What the task requires:
Write the records below out in full, character for character, with no pictures.

Dataset items
■ ■ ■ ■ ■
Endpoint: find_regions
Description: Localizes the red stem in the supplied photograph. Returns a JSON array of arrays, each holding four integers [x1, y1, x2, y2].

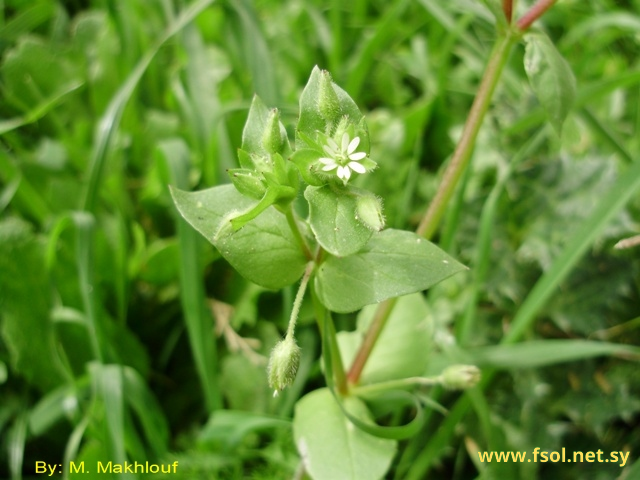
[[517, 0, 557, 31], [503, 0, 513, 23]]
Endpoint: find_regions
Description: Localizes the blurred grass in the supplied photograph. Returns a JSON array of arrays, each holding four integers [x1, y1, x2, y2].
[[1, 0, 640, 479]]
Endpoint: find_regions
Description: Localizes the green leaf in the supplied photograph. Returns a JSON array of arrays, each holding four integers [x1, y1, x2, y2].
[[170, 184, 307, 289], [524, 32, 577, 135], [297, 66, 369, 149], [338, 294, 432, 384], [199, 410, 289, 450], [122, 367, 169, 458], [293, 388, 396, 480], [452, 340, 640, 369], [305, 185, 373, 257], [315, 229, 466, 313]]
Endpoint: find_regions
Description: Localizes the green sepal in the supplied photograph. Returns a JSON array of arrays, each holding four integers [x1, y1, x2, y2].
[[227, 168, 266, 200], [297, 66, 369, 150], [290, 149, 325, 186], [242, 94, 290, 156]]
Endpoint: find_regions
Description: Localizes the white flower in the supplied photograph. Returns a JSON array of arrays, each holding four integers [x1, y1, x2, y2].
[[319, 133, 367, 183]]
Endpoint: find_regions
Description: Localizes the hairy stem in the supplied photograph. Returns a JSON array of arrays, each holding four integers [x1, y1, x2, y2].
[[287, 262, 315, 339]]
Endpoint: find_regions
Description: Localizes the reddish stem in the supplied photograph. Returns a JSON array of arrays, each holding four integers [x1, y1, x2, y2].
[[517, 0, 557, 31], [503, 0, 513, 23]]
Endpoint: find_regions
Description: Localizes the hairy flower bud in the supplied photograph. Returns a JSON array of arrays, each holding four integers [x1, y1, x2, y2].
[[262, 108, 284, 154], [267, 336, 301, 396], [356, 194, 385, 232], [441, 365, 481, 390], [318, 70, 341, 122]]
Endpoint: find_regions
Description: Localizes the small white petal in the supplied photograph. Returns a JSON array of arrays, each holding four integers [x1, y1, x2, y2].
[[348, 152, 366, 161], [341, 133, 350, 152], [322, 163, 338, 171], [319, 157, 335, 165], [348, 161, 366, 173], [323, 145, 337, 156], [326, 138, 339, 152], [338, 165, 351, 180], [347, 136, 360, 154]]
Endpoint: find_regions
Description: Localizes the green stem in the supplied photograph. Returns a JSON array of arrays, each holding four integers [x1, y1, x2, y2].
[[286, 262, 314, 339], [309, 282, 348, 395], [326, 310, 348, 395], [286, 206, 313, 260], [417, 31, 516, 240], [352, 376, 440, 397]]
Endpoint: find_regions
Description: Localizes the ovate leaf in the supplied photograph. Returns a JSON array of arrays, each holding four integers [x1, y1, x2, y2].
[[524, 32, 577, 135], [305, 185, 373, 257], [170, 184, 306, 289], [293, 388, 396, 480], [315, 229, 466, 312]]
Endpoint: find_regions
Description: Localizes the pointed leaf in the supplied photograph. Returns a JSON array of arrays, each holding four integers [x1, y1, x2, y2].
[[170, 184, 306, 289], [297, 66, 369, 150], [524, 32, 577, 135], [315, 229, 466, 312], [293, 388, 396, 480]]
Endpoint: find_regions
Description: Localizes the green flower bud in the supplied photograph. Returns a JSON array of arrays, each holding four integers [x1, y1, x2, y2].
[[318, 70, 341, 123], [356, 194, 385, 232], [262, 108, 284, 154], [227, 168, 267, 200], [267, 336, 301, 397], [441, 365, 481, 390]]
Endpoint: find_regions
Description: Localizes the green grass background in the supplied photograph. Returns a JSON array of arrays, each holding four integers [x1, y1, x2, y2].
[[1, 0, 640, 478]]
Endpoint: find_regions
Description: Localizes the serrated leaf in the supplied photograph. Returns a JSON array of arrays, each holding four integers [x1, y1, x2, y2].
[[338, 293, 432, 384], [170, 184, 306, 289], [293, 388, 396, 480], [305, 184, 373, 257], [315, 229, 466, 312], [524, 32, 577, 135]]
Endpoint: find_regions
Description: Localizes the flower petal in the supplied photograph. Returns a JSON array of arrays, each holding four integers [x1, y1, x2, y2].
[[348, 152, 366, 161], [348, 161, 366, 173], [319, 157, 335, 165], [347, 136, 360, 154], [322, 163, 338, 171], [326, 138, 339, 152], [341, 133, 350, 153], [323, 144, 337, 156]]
■ ■ ■ ■ ■
Solution:
Endpoint: find_regions
Description: Localizes the red stem in the supplied photograph. Returns a JSON array of arrays, each holding four integers [x1, y1, x2, y2].

[[517, 0, 557, 31], [503, 0, 513, 23]]
Endpoint: find_regions
Description: Localizes the blurred grass in the supplied photograph. Returns a JSON array of arrays, each holding four integers [x1, y1, x2, y2].
[[1, 0, 640, 479]]
Endpoint: find_regions
Description: Localizes the green leaf in the supplied photograph. Returns a JSON array of arrays, each holding four integers [x1, y1, x2, y2].
[[170, 184, 307, 289], [524, 32, 577, 135], [297, 66, 369, 149], [338, 294, 432, 384], [199, 410, 289, 450], [122, 367, 169, 458], [293, 388, 396, 480], [452, 340, 640, 369], [305, 185, 373, 257], [315, 229, 466, 313]]
Endpoint: find_regions
Description: Localizes the green sepal in the supplied photograph. Returns a JSON array of arrays, each holding four integers [x1, y1, x2, y2].
[[227, 168, 266, 200], [297, 66, 369, 150], [290, 149, 325, 186], [242, 94, 290, 156]]
Endpoint: find_regions
Description: Localizes the white flower in the supplied photograph. Returns a JSON array of arrays, each holding four integers [x1, y1, x2, y2].
[[319, 133, 367, 183]]
Endpoint: find_regions
Description: Localizes the hairy stem in the supplied photograph. Returns a JSON array of arrays, each holding four integers [x1, y1, x2, y2].
[[287, 262, 315, 339]]
Endpoint: find_regions
Description: Localizes the reddish stem in the supplied photograph. Returns a JSON array of arrays, each holding four integers [x1, y1, x2, y2].
[[517, 0, 557, 31], [503, 0, 513, 23]]
Endpoint: find_regions
Description: Localizes the hairy flower bud in the supplied photograph. Returns a JSON array of arrays, each holding four integers [x1, y1, x2, y2].
[[262, 108, 284, 154], [267, 336, 301, 396], [356, 194, 385, 232], [441, 365, 481, 390], [318, 70, 341, 122]]
Endpoint: find_regions
Description: Localizes the small white petal in the supplied photograph. Returns a JSON array of arrays, each holding four integers [x1, y1, x2, y2].
[[348, 152, 366, 161], [341, 133, 350, 152], [322, 163, 338, 171], [319, 157, 335, 165], [348, 161, 366, 173], [323, 145, 337, 156], [326, 138, 339, 152], [338, 165, 351, 180], [347, 136, 360, 154]]
Endpoint: find_regions
Description: Localizes the green stem in the supplied photograph. Returns a JSON array of arrays, each holding four integers [x1, y1, x2, y2].
[[286, 262, 314, 339], [309, 282, 348, 395], [326, 310, 348, 395], [286, 206, 313, 260], [417, 31, 516, 240], [352, 376, 440, 397]]
Endpoint: find_regions
Description: Localizes the ovate leaf in the supplied photograph. Returns a JSON array of arrays, each holding four integers [x1, y1, x2, y2].
[[524, 32, 577, 135], [305, 185, 373, 257], [170, 184, 306, 289], [293, 388, 396, 480], [315, 229, 466, 312]]
Endpoint: find_regions
Description: Localizes the pointed leaf in the supplied photograph. Returns a JSON array of arrays, each holding four integers [x1, y1, x2, y2].
[[170, 184, 306, 289], [297, 66, 369, 150], [524, 32, 577, 135], [315, 229, 466, 312], [293, 388, 396, 480]]
Endpoint: find_regions
Description: Localizes the green flower bud in the supplied photograph. Returns a JSON array of arrays, each holding four integers [x1, y1, x2, y2].
[[318, 70, 341, 123], [356, 194, 385, 232], [262, 108, 284, 154], [227, 168, 267, 200], [267, 336, 301, 397], [441, 365, 481, 390]]
Endpoint: find_regions
Description: Localizes the green grass background in the supplied photograph. Returns a JSON array of arrays, each holding four integers [x1, y1, x2, y2].
[[1, 0, 640, 478]]
Endpoint: find_regions
Description: Localizes the serrated leaf in the supplied photograph. Returns a JSON array of arrays, each holding four integers [x1, y1, x2, y2].
[[338, 293, 432, 384], [170, 184, 306, 289], [293, 388, 396, 480], [305, 184, 373, 257], [315, 229, 466, 312], [524, 32, 577, 135]]
Endpoint: find_regions
Description: Localizes the flower petal in the supplied photograph. Returns a JSON array of arrays, each holding four integers [x1, y1, x2, y2].
[[348, 152, 366, 161], [348, 161, 366, 173], [319, 157, 335, 165], [347, 136, 360, 154], [322, 163, 338, 171], [326, 138, 339, 152], [341, 133, 350, 153], [323, 144, 337, 156]]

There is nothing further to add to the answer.